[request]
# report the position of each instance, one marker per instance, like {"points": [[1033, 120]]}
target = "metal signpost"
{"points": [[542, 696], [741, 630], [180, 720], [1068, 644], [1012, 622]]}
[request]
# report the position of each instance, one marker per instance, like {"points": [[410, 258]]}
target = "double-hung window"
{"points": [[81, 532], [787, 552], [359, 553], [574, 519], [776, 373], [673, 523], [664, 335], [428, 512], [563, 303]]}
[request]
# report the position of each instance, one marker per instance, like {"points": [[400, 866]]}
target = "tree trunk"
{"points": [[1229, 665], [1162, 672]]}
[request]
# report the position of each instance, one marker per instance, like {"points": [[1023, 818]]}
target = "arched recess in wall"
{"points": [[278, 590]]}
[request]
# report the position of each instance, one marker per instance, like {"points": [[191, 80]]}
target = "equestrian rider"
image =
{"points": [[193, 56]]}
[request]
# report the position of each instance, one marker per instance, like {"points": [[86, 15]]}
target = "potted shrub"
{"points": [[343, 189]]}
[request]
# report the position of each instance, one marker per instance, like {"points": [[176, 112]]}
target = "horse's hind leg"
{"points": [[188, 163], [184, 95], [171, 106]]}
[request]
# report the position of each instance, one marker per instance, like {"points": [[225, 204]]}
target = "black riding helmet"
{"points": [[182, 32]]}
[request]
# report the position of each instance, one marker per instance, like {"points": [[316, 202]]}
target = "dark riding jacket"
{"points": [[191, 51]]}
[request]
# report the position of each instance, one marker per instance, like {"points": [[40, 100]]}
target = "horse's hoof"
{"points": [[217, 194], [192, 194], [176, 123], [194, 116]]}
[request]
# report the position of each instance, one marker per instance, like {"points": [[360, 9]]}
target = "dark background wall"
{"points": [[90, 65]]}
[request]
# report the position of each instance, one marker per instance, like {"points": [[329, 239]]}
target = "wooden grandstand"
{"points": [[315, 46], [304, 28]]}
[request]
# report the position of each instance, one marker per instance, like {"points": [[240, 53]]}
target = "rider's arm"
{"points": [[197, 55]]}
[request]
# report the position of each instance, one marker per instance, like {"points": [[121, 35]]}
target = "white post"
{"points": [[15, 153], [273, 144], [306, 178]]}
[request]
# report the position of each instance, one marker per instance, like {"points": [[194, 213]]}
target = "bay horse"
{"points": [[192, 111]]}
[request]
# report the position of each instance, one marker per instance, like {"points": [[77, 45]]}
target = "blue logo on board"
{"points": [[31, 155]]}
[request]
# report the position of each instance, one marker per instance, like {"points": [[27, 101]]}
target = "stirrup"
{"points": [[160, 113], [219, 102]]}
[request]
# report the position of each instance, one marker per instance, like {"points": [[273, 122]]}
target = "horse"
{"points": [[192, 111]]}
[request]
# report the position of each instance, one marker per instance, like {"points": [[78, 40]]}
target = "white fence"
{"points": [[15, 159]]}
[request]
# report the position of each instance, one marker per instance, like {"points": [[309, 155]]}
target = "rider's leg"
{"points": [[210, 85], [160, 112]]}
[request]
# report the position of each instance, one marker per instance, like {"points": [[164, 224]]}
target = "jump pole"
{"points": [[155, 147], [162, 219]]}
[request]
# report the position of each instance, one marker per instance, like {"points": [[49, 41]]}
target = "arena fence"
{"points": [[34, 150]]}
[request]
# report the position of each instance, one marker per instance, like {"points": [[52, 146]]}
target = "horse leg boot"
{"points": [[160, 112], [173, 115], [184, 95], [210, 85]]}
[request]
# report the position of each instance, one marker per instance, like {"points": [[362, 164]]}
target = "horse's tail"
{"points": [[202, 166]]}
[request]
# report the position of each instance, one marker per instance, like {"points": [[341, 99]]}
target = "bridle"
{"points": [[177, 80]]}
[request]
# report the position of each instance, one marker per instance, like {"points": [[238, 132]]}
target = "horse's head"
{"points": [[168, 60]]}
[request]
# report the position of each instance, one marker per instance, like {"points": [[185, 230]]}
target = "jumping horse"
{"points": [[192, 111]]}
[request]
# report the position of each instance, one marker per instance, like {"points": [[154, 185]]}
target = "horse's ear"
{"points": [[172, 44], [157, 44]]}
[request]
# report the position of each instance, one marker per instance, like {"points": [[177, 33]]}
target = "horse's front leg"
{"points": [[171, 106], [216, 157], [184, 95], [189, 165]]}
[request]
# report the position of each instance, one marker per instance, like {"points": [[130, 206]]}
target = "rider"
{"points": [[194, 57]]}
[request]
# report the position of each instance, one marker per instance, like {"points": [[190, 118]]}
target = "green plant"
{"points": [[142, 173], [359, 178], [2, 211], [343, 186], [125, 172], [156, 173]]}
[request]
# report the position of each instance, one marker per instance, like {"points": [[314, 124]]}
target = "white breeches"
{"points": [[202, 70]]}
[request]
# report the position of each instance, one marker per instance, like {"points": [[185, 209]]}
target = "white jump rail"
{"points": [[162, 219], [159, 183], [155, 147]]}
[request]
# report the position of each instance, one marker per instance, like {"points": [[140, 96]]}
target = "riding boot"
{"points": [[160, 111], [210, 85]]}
-- -- --
*THE EXERCISE:* Repeat the records above exactly.

*ANSWER FOR THE TASK:*
[request]
# report the position of each instance, one marker per instance, like {"points": [[1033, 120]]}
target = "metal signpost"
{"points": [[542, 696], [741, 630], [180, 720], [1068, 644], [1012, 622]]}
[request]
# report the position of each instance, one marker per instance, like {"points": [[410, 258]]}
target = "double-hung window"
{"points": [[81, 532], [787, 552], [359, 553], [574, 519], [776, 373], [673, 523], [664, 335], [428, 512], [563, 303]]}
[request]
# report the position of each instance, one marker per instance, like {"points": [[400, 866]]}
target = "tree trunk"
{"points": [[1229, 665], [1162, 672]]}
[request]
# report the position of each instance, one marker per instance, like {"points": [[1023, 818]]}
target = "arched recess in wall"
{"points": [[278, 590]]}
[request]
# report the position of each instance, one marker per instance, like {"points": [[191, 80]]}
target = "equestrian rider"
image =
{"points": [[193, 56]]}
[request]
# report the position of each instance, one marker per instance, like {"points": [[86, 15]]}
target = "potted shrub"
{"points": [[343, 189]]}
[request]
# report the position of each instance, one marker per instance, like {"points": [[176, 112]]}
target = "horse's hind leg"
{"points": [[188, 163], [184, 95], [171, 106]]}
[request]
# report the position of each instance, one marker per instance, like {"points": [[225, 204]]}
target = "black riding helmet"
{"points": [[182, 32]]}
[request]
# report the position of each instance, one marker per instance, like {"points": [[316, 202]]}
target = "dark riding jacket"
{"points": [[191, 51]]}
[request]
# report the position of each instance, one marker per instance, like {"points": [[40, 100]]}
target = "horse's hoof"
{"points": [[217, 194], [192, 194], [176, 123], [194, 116]]}
[request]
# report the position of each instance, one marker per instance, like {"points": [[360, 9]]}
target = "dark background wall"
{"points": [[90, 65]]}
[request]
# report the position of each instance, one marker per instance, like {"points": [[329, 239]]}
target = "wooden grandstand"
{"points": [[315, 46], [304, 28]]}
[request]
# report the position of each instance, one marker per instance, like {"points": [[240, 53]]}
target = "rider's arm"
{"points": [[197, 55]]}
[request]
# report the position of each instance, one marker per instance, like {"points": [[121, 35]]}
target = "white post"
{"points": [[15, 153], [273, 144], [306, 178]]}
[request]
# report the position of each instance, one marker per instance, like {"points": [[194, 213]]}
target = "bay horse"
{"points": [[192, 111]]}
[request]
# report the position of each instance, one marker per instance, like {"points": [[77, 45]]}
target = "blue logo on board"
{"points": [[31, 155]]}
[request]
# report the position of each instance, one marker per instance, like {"points": [[27, 101]]}
target = "stirrup"
{"points": [[160, 113], [219, 102]]}
[request]
# report the position of each instance, one marker per instance, like {"points": [[273, 122]]}
target = "horse"
{"points": [[192, 111]]}
[request]
# report the position of each instance, one marker per instance, like {"points": [[78, 40]]}
target = "white fence"
{"points": [[15, 159]]}
[request]
# report the position of each instance, one marker per instance, like {"points": [[309, 155]]}
target = "rider's leg"
{"points": [[210, 85], [160, 112]]}
[request]
# report the position of each instance, one marker per instance, like {"points": [[164, 224]]}
target = "jump pole"
{"points": [[155, 147], [162, 219]]}
[request]
# report the position of each instance, one marker per instance, like {"points": [[49, 41]]}
target = "arena fence"
{"points": [[34, 150]]}
[request]
# report the position of each instance, one marker per instance, like {"points": [[52, 146]]}
target = "horse leg boot"
{"points": [[160, 112], [173, 115], [184, 95], [210, 85]]}
[request]
# report the position of each instance, one marker per instance, like {"points": [[362, 164]]}
target = "horse's tail"
{"points": [[202, 166]]}
[request]
# report the position of each instance, one marker per instance, like {"points": [[341, 99]]}
target = "bridle"
{"points": [[177, 80]]}
[request]
# report the position of each instance, one marker per instance, like {"points": [[238, 132]]}
target = "horse's head"
{"points": [[168, 60]]}
[request]
# report the position of each instance, one marker per instance, like {"points": [[185, 230]]}
target = "jumping horse"
{"points": [[192, 111]]}
[request]
# report the position of each instance, one marker per instance, like {"points": [[154, 185]]}
target = "horse's ear"
{"points": [[172, 44], [157, 44]]}
[request]
# report the position of each instance, one marker per instance, like {"points": [[177, 33]]}
target = "horse's front leg"
{"points": [[171, 106], [216, 157], [184, 95], [189, 165]]}
[request]
# report the position of each instance, one marker per instance, like {"points": [[130, 206]]}
target = "rider"
{"points": [[194, 57]]}
[request]
# report the position of each instance, one marker per instance, like {"points": [[190, 118]]}
target = "green plant"
{"points": [[142, 173], [359, 178], [2, 211], [343, 186], [125, 172], [156, 173]]}
[request]
# report the position of each instance, one marker per instance, like {"points": [[314, 124]]}
target = "white breeches"
{"points": [[202, 70]]}
[request]
# report the position of each instance, one marker per instance, like {"points": [[185, 209]]}
target = "white jump rail"
{"points": [[162, 219], [159, 183], [155, 147]]}
[request]
# report the position of each instance, one marker per instance, like {"points": [[140, 96]]}
target = "riding boot"
{"points": [[160, 111], [210, 85]]}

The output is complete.